▶ _READING TEXT_
>>>
This application claims priority to Provisional Patent Application Ser. No. 60/584,192, entitled Ultraviolet Art Purifier Having Multiple Charged Collection Plates, filed Jun. 30, 2004.

BACKGROUND

1. Technical Field
The invention relates to air purifiers, and more specifically, to air purifiers utilizing multiple charged collection plates and a germicidal light to clean air circulating through the air purifier.
2. Description of the Related Arts
There are air purifiers known in the art. For example, one model made by Sharper Image uses electro-kinetic energy to cause air to circulate through the air purifier. The model includes an electro-kinetic transducer to convert energy into ion flow, causing the air to flow through the air purifier. Such model also includes a germicidal Ultraviolet (“UV”) lamp to clean the air. This type of air purifier creates an electrostatic field and polarizes air entering into the purifier. Air enters through the bottom of the air purifier, and circulates up through the purifier and out an opening near the top of the purifier. As the air flows upward within the air purifier, it passes the germicidal UV lamp, which kills some bacteria within the flowing air. This model employs a single electrostatic field and a single air filter. Particles attach themselves only to the outside edge of the air filter.
Another air purifier model is made by Honeywell. In the Honeywell model, air enters the air purifier at a location near the bottom and exits at a location near the top. This model includes a single air filter. The air stream within the purifier is subjected to a single electrostatic field, generated by a wire on a single surface within the purifier, and particles within the air stream attach themselves only to the outside edge of the air filter.

SUMMARY OF THE INVENTION

One embodiment of the invention is directed to an air cleaning device which has a housing having at least one input aperture and at least one output aperture, and an air channel therebetween. A first collection plate has a first wall with first inside edges and first outside edges, and has a first charge applied thereto. A second collection plate has a second wall with second inside edges and second outside edges, and has a second charge applied thereto. The second collection plate is housed in a first space between the first inside edges of the first collection plate. A third collection plate has a third charge applied thereto. The third collection plate is housed in a second space between the second inside edges of the second collection plate. A set of charged wires are located outside the first collection plate so as to create an electrostatic field within the housing. The electrostatic field ionizes incoming air. A fan creates a flow of air into the at least one input aperture and out the at least one output aperture.
<<<
▶ _ENTRIES PROVIDED_
>>>
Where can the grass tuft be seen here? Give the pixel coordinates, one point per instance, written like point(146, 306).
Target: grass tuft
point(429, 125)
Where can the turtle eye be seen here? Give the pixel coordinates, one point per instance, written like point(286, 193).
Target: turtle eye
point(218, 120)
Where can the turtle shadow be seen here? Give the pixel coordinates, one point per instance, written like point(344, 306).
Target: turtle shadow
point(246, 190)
<<<
▶ _PROBLEM DETAILS_
According to the air purifier text, what makes air move through the Sharper Image model? Answer in one to three sentences. The records come from a different source than the text.

▶ _RESPONSE TO THE EXERCISE_
The Sharper Image model has an electro-kinetic transducer that converts energy into ion flow. That ion flow causes the air to flow through the purifier, coming in at the bottom and going out an opening near the top.